**Provided data**.
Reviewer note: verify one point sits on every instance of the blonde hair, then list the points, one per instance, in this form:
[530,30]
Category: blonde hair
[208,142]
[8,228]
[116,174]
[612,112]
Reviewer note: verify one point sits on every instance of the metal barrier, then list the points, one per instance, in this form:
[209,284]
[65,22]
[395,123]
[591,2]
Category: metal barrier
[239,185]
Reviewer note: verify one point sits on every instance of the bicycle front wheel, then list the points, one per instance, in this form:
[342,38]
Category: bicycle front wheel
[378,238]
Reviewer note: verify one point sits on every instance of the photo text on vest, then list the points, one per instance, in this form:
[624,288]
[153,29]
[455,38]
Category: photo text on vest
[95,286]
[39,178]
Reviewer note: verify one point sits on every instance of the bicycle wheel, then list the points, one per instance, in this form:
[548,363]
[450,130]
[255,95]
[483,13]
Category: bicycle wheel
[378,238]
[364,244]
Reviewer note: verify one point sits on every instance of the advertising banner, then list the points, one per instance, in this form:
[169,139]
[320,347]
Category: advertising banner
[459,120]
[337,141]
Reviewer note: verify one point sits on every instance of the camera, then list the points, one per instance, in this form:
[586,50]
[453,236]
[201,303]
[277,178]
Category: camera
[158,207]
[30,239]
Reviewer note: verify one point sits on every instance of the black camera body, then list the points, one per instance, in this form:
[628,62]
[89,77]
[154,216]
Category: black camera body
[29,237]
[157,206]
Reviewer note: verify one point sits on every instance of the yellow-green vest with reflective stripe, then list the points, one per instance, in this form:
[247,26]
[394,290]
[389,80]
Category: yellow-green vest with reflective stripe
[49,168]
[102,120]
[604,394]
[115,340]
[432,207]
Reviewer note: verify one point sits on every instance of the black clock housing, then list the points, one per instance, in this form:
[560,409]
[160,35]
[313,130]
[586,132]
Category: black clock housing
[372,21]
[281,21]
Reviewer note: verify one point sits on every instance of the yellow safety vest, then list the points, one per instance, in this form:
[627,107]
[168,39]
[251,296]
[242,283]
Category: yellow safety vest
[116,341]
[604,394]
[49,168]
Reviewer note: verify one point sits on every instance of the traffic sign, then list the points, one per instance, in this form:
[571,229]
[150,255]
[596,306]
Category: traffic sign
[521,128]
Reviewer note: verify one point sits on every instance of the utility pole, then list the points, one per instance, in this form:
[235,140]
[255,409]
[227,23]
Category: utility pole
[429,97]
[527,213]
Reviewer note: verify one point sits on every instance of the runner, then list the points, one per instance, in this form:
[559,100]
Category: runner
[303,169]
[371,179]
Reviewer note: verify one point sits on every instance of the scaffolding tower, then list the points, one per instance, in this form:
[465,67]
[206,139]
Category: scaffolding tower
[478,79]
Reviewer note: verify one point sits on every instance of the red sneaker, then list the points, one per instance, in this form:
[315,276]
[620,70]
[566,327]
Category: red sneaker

**Work order**. When a line of the data holds the string "sneaker", pick it out and copy it.

**Result for this exercise**.
Reviewer note: verify one point sits on every instance of the red sneaker, then list the points, one per instance, in this form:
Category: red sneaker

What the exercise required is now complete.